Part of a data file
* START *
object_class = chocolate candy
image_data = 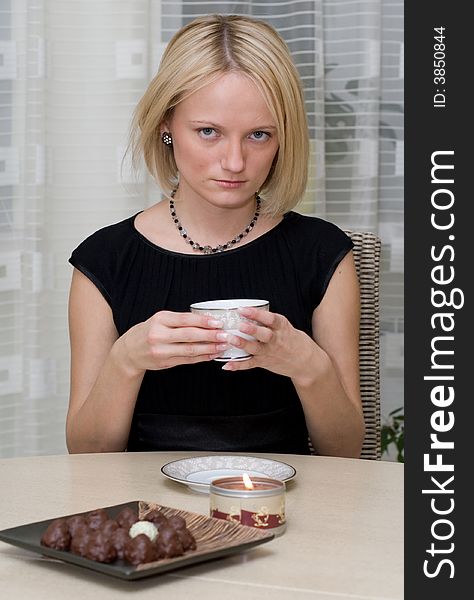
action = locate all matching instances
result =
[110,527,130,558]
[87,508,109,529]
[84,530,117,563]
[71,527,93,556]
[115,506,138,531]
[123,533,158,565]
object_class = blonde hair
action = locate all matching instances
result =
[129,15,309,215]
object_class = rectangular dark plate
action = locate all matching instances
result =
[0,500,274,580]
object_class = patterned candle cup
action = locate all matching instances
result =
[209,475,286,536]
[190,298,270,362]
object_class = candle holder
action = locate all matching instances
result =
[209,477,286,536]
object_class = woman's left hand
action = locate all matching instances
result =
[223,308,317,379]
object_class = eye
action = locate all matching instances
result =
[250,131,270,142]
[198,127,216,138]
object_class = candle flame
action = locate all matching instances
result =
[242,473,254,490]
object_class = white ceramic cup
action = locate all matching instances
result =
[190,298,270,362]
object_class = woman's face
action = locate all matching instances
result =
[168,72,278,208]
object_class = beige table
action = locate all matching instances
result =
[0,453,403,600]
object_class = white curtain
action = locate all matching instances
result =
[0,0,403,456]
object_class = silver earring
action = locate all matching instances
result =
[161,131,173,146]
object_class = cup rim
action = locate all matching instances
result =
[190,298,270,310]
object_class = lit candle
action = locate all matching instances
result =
[210,473,286,535]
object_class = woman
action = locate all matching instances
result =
[66,15,364,457]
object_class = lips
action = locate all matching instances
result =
[214,179,246,189]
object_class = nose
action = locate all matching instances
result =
[221,139,245,173]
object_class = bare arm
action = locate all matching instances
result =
[66,269,226,453]
[293,252,365,458]
[66,269,145,453]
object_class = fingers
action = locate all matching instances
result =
[235,321,273,344]
[167,327,225,343]
[152,343,229,362]
[156,310,224,329]
[239,307,284,329]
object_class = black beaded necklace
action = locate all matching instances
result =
[170,189,261,254]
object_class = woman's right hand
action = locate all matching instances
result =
[115,310,228,374]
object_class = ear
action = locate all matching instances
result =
[160,120,170,135]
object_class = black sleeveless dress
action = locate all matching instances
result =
[69,212,353,454]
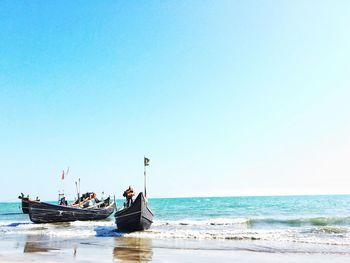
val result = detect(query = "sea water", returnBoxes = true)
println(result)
[0,195,350,255]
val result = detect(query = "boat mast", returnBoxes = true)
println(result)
[143,156,149,197]
[143,156,147,197]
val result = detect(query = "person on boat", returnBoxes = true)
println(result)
[123,185,135,207]
[60,196,68,206]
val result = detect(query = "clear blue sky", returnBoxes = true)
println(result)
[0,0,350,201]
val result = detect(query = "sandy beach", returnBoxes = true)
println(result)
[0,237,350,263]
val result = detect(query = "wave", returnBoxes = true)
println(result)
[250,216,350,227]
[153,218,250,226]
[153,216,350,228]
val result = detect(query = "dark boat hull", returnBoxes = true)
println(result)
[20,197,29,214]
[114,193,153,232]
[29,201,114,223]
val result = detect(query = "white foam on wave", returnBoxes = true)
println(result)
[153,218,250,226]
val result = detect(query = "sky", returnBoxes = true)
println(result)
[0,0,350,201]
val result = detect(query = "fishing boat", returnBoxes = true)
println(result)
[114,157,154,232]
[18,193,40,214]
[114,192,153,232]
[28,198,115,223]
* END *
* Task details *
Locate each line in the data file above that contains the word "white" and copy those lines.

* Result for this exercise *
object_class = white ceramic cup
object_class = white curtain
val result = detect(query = "white foam on wave", returnBoxes = true)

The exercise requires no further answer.